* **DIRECTION**:
Please pull out every row below that contains the string "cloud", copying each one in full. Treat the match as case-sensitive.

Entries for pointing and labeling
▬▬▬▬▬▬▬▬▬▬
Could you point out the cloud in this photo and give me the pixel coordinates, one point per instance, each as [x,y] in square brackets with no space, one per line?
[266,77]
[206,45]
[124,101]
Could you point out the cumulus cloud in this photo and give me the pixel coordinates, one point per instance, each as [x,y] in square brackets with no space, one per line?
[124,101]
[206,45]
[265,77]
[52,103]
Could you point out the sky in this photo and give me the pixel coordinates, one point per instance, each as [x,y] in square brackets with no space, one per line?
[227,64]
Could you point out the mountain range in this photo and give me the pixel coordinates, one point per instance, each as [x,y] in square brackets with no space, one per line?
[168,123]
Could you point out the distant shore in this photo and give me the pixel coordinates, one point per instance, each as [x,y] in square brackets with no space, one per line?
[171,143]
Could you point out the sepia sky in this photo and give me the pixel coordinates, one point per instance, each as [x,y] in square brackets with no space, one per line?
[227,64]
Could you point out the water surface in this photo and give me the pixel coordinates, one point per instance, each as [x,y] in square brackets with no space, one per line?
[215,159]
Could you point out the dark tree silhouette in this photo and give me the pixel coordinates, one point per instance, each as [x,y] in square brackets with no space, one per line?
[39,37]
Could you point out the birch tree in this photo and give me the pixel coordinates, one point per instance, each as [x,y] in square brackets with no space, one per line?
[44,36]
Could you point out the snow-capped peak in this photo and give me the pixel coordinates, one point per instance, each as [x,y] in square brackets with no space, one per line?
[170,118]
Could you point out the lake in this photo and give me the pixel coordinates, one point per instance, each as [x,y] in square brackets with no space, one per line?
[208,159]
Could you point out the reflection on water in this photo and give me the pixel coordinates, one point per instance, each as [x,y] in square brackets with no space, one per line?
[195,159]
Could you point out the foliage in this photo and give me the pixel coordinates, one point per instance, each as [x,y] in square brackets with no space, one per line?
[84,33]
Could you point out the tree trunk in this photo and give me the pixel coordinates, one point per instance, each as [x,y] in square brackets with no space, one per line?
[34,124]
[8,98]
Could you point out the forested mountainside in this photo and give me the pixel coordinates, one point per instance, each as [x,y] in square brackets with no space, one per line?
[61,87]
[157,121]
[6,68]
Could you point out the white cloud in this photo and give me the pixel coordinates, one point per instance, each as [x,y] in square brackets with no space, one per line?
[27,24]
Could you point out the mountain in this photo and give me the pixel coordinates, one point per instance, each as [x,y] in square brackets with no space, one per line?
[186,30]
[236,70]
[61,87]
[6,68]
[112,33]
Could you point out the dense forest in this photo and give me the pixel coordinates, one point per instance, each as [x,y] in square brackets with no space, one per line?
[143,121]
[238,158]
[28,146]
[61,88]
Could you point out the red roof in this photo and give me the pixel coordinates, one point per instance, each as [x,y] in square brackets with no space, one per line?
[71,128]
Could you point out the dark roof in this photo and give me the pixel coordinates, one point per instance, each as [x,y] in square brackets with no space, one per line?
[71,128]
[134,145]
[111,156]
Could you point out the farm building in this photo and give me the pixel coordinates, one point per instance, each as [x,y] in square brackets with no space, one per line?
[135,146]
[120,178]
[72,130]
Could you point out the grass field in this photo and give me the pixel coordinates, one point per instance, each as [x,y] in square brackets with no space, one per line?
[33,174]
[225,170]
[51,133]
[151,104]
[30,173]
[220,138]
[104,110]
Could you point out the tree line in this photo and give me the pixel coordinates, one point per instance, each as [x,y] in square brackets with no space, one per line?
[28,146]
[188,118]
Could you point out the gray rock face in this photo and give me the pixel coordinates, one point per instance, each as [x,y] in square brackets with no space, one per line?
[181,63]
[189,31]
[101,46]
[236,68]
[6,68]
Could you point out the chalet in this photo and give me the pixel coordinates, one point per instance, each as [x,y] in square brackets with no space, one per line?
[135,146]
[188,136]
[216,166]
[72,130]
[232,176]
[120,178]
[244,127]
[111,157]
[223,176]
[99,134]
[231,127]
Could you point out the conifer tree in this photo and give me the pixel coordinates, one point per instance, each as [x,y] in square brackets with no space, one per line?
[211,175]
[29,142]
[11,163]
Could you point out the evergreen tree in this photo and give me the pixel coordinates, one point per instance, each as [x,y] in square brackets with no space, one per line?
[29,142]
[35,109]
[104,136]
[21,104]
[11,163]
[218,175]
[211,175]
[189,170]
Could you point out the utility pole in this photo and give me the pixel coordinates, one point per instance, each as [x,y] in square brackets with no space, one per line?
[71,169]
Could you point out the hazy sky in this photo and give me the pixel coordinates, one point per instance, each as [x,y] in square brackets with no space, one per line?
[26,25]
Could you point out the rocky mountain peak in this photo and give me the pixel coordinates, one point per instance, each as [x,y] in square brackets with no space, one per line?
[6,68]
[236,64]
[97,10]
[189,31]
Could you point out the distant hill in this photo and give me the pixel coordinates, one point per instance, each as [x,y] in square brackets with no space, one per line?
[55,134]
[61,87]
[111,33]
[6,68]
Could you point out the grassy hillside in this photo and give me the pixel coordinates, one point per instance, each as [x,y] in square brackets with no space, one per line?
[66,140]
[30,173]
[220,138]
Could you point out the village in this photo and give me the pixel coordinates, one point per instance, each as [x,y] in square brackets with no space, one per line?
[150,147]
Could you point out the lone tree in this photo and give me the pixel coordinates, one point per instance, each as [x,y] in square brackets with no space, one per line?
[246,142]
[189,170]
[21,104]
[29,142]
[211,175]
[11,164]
▬▬▬▬▬▬▬▬▬▬
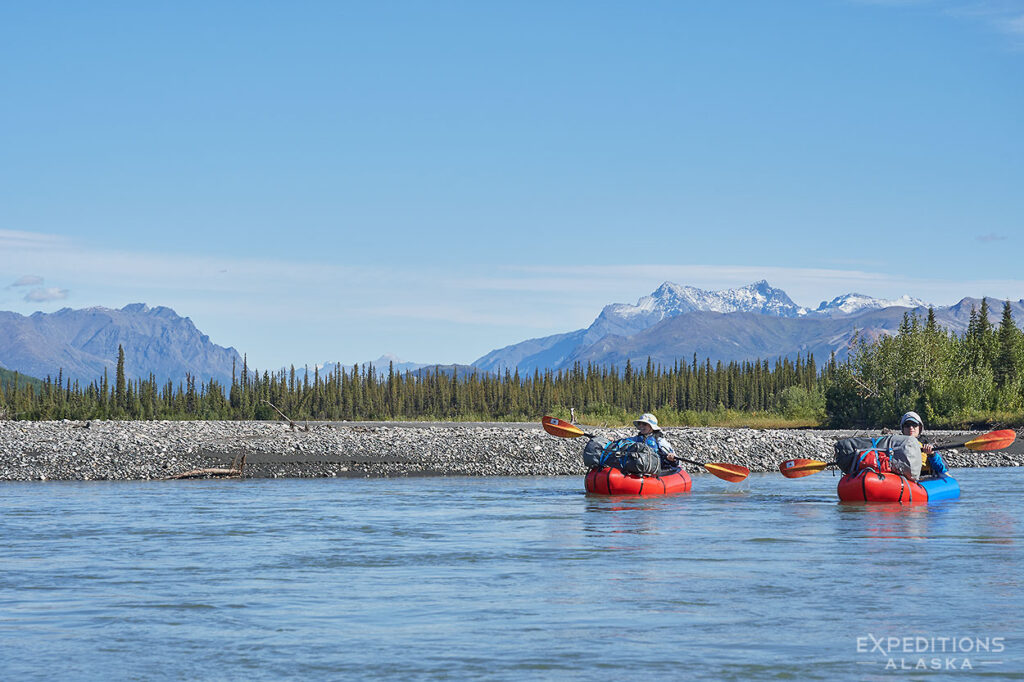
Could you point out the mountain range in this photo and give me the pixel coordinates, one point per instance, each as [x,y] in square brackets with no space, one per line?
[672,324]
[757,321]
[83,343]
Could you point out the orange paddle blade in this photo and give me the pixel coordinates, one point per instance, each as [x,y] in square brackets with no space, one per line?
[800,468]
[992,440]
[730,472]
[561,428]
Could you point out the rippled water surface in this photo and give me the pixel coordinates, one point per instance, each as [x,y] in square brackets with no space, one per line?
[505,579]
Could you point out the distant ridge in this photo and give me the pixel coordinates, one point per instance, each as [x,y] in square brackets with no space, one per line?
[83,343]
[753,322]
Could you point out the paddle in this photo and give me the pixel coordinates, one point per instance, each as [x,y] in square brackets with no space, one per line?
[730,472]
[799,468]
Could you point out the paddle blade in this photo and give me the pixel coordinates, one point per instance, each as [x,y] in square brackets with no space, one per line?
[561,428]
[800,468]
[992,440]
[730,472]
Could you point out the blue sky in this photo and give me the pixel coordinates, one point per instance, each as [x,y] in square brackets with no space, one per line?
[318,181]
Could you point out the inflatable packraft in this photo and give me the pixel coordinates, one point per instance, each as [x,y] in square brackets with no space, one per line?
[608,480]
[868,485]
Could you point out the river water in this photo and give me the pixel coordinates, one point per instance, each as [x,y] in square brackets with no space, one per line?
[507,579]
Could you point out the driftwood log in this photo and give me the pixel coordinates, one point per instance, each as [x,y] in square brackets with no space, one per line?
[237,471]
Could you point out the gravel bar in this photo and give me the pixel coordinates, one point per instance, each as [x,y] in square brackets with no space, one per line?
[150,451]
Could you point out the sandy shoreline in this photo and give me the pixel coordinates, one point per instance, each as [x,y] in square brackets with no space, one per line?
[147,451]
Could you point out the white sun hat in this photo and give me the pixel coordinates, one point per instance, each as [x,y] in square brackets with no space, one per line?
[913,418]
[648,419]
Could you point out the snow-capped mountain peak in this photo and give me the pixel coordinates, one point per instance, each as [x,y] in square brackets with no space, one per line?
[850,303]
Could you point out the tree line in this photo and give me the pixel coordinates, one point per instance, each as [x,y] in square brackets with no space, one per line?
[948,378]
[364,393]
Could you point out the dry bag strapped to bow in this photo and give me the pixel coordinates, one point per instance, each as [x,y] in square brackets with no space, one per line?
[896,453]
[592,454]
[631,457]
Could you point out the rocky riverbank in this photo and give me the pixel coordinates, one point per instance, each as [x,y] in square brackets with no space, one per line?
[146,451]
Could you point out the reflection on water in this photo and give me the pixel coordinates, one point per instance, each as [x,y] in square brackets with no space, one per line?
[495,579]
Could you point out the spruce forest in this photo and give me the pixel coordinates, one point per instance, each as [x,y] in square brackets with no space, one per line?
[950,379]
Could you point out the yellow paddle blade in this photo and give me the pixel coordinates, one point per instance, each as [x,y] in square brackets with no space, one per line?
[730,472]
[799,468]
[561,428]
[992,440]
▬▬▬▬▬▬▬▬▬▬
* **EXERCISE SOLUTION**:
Could you point out the cloud in this photo and give me the pixel coordinates, one point per instance, each as [x,y] in square brackets with no space, one per line?
Could you point out the cumulus cloud in this photo and give me the pixel coordinates, one point per instance, each as [x,y] in square brackets with no space, one per line?
Could you point out the white cloud in this photo and give me the pixel coordinates, one point per instance, each as [x,y] in square brackets with no space, one per line?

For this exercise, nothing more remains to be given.